:: What needs to be done ::
Which of the lines in the data below contain the string "shirt"? Copy each of them.

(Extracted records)
_ _ _ _ _ _ _

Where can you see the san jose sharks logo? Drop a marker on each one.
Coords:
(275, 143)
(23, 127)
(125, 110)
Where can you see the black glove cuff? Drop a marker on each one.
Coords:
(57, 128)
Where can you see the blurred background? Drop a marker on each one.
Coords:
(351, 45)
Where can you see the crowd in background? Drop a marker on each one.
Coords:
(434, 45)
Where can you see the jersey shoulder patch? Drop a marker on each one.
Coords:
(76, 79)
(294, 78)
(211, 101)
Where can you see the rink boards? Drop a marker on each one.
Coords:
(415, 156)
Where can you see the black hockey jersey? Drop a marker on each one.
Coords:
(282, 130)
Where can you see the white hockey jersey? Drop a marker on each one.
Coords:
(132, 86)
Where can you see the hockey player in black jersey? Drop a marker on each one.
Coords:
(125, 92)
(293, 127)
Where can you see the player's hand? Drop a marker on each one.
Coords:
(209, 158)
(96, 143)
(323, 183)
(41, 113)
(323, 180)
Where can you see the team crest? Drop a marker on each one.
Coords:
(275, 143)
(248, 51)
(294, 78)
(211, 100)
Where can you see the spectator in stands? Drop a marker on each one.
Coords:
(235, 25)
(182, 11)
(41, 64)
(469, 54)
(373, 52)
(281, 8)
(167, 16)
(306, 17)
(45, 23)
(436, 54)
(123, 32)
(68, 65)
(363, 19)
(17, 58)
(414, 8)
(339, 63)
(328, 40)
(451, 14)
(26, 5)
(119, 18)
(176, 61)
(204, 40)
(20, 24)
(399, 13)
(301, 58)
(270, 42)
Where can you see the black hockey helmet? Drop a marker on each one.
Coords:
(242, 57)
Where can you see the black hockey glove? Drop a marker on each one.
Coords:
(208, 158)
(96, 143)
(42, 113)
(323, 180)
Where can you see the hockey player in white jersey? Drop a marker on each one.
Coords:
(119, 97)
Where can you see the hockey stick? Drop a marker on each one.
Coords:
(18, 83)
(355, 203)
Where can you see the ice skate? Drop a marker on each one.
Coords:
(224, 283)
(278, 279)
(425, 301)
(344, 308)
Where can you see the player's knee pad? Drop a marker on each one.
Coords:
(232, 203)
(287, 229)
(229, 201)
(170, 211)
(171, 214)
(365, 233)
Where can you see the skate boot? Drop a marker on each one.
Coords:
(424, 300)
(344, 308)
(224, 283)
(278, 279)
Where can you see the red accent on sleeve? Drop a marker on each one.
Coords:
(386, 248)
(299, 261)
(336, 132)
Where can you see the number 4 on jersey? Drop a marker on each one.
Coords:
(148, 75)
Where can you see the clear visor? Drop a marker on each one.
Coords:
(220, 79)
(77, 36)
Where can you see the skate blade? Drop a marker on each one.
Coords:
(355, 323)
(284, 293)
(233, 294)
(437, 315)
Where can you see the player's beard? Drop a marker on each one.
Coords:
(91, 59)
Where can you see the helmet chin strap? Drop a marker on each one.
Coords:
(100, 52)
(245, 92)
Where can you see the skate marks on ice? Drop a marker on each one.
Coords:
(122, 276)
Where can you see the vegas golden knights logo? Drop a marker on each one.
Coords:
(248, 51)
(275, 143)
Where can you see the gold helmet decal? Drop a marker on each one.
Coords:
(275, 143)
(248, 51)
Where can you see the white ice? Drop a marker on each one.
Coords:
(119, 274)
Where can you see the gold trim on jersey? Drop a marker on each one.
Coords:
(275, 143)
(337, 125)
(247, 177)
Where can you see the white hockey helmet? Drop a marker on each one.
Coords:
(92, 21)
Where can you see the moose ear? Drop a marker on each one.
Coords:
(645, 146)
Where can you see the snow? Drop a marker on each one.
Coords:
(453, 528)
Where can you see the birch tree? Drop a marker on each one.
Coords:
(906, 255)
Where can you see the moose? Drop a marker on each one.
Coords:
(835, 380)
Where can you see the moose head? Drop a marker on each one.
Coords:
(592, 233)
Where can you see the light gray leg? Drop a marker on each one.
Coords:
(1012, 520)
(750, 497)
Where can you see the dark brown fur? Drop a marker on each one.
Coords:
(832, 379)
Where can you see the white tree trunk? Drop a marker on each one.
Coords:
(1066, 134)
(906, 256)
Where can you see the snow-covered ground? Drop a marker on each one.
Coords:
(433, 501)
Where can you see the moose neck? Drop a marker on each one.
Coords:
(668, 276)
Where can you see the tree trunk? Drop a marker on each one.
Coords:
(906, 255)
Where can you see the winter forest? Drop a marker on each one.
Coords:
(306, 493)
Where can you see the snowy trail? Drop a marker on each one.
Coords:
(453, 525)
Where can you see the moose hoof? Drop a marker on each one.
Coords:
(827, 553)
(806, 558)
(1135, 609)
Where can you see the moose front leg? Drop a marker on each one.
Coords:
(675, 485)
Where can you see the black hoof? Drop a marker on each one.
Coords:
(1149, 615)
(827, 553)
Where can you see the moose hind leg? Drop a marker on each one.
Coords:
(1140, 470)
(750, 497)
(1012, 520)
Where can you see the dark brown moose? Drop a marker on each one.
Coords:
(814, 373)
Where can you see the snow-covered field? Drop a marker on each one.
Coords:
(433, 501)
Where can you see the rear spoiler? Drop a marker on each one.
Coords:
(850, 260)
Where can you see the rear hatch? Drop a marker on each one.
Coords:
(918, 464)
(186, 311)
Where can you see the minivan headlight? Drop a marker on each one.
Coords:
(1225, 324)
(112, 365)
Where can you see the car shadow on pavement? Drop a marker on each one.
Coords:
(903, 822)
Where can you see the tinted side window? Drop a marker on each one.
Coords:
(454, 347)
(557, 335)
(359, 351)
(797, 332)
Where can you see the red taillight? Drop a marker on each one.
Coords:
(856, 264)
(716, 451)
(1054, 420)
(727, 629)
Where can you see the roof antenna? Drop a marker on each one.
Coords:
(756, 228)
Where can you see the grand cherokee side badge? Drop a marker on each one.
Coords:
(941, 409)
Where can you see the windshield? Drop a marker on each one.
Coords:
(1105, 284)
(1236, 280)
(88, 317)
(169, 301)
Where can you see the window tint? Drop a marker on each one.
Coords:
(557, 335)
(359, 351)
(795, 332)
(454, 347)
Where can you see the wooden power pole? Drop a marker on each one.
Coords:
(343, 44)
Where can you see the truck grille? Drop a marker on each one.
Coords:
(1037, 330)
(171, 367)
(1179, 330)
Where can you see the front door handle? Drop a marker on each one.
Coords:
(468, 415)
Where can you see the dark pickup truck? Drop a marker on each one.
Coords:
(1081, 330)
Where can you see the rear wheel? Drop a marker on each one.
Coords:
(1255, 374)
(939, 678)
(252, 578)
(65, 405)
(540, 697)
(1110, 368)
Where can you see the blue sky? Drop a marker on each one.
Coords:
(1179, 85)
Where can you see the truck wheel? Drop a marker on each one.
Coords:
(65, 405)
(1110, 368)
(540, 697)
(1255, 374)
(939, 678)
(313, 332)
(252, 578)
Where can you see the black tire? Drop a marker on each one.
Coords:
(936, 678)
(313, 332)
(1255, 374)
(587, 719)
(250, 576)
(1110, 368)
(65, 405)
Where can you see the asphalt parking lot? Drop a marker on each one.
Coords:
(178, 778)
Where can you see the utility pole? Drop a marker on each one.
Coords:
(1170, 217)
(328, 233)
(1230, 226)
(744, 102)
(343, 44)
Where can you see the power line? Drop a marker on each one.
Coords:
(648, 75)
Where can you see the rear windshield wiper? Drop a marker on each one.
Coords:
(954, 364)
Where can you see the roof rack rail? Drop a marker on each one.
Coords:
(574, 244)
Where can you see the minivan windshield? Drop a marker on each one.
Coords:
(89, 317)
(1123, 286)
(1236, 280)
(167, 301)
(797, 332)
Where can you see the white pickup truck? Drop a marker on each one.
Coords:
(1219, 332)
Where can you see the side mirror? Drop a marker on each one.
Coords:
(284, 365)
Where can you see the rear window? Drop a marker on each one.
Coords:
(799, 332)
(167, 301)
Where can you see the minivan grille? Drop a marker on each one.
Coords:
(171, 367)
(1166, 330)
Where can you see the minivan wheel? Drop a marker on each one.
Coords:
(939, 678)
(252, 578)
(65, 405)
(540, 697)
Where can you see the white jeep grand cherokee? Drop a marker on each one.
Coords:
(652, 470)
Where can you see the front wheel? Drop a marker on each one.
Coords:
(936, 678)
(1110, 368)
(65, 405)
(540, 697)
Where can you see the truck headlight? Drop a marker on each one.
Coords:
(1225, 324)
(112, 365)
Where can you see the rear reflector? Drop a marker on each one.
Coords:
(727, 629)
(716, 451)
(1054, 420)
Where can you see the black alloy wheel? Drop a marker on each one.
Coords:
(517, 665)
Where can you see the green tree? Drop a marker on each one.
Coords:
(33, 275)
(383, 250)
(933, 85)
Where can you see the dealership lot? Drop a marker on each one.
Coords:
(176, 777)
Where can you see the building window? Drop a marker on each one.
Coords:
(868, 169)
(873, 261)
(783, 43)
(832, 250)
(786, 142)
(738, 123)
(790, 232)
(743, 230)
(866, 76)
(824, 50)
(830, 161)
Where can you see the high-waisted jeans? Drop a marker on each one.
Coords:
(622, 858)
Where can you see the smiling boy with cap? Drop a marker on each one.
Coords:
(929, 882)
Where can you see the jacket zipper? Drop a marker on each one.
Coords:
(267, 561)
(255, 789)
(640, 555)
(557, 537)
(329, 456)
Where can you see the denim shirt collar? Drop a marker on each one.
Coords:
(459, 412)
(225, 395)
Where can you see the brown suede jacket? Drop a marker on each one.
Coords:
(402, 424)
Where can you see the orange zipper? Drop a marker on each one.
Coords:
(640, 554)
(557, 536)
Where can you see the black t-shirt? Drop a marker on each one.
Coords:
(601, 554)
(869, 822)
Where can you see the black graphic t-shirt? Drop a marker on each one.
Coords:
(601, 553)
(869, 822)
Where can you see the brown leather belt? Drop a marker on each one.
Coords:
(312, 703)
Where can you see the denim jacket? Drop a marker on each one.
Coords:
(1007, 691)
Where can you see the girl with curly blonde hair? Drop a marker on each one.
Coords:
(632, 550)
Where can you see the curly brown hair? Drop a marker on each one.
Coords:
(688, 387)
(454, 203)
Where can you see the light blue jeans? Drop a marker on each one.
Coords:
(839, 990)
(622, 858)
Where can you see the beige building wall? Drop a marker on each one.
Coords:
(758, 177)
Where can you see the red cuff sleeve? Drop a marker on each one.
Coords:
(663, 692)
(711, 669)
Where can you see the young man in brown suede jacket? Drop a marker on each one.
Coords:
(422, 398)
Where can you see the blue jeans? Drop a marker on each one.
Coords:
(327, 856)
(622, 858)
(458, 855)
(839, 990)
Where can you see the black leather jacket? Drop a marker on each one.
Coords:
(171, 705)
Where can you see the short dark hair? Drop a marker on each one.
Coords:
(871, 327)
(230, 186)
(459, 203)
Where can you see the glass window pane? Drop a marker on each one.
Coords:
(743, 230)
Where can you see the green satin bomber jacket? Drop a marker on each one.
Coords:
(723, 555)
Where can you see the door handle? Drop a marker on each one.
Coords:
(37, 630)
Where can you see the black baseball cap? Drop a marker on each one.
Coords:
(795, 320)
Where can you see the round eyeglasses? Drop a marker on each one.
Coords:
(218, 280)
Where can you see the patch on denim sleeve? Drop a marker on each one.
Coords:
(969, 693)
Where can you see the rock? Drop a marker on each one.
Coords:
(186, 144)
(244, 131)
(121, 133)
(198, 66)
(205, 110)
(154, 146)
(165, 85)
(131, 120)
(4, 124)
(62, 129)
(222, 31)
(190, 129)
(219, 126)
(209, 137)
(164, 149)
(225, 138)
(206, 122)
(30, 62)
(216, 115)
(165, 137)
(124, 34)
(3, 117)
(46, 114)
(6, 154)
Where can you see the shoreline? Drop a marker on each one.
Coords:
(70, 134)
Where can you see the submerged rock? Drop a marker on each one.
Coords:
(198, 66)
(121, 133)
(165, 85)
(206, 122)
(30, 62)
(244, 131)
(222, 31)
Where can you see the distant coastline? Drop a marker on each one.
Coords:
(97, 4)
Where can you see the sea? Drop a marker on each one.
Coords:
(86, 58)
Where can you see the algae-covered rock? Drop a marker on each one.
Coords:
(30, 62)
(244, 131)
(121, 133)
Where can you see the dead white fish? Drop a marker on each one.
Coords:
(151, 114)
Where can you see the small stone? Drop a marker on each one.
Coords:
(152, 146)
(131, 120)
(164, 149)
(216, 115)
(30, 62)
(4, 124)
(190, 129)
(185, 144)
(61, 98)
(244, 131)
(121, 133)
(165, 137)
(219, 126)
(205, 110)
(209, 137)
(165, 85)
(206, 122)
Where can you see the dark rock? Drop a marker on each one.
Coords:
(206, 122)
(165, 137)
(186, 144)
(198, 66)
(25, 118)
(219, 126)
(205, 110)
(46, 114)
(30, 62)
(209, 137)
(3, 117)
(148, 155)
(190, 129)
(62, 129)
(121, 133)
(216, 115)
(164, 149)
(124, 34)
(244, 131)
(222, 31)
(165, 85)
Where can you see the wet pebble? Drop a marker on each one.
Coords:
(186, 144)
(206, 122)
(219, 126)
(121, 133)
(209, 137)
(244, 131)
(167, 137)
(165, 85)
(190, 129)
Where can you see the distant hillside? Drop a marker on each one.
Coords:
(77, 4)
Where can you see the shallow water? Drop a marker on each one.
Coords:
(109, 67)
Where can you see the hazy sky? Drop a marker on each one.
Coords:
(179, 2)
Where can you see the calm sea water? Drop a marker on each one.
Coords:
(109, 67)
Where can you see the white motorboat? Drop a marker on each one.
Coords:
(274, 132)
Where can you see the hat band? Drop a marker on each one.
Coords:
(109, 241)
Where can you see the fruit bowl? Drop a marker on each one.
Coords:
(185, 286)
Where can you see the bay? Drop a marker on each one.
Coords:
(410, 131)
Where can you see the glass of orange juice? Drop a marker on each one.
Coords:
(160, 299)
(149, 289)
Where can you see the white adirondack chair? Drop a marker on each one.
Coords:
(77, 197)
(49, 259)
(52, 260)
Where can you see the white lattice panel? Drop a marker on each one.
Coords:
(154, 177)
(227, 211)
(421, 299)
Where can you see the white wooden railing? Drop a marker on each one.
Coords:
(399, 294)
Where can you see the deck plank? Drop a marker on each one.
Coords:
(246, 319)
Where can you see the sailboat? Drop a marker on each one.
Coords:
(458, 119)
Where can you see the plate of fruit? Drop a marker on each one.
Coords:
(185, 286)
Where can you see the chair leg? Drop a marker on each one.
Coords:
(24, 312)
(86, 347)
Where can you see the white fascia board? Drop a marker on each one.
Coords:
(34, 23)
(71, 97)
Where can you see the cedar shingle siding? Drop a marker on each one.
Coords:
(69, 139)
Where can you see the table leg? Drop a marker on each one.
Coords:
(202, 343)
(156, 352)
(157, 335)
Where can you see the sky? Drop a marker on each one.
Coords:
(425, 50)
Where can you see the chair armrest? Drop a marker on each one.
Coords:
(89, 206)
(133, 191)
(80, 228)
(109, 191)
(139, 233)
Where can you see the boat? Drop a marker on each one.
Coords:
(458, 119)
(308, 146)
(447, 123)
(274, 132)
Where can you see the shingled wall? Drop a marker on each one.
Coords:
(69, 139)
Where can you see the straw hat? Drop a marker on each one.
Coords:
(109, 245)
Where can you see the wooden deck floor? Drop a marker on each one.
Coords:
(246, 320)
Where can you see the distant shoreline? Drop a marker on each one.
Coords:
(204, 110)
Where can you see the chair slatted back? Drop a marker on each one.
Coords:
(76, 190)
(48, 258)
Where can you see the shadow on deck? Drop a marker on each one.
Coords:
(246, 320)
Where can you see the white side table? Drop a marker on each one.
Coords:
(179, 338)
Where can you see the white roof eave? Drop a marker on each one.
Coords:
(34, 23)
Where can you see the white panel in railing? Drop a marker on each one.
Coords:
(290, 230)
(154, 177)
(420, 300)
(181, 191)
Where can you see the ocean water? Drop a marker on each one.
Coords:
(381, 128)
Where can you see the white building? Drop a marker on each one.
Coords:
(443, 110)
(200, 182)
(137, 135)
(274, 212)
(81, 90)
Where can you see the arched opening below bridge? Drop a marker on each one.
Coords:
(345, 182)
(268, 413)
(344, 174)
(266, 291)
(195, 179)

_ _ _ _ _ _ _

:: Completed exercise ::
Where can you see the denim shirt collar? Drop a marker on each one.
Where can you see the black t-shirt? Drop a marker on each one.
Where can you see the black graphic t-shirt? Drop a marker on each one.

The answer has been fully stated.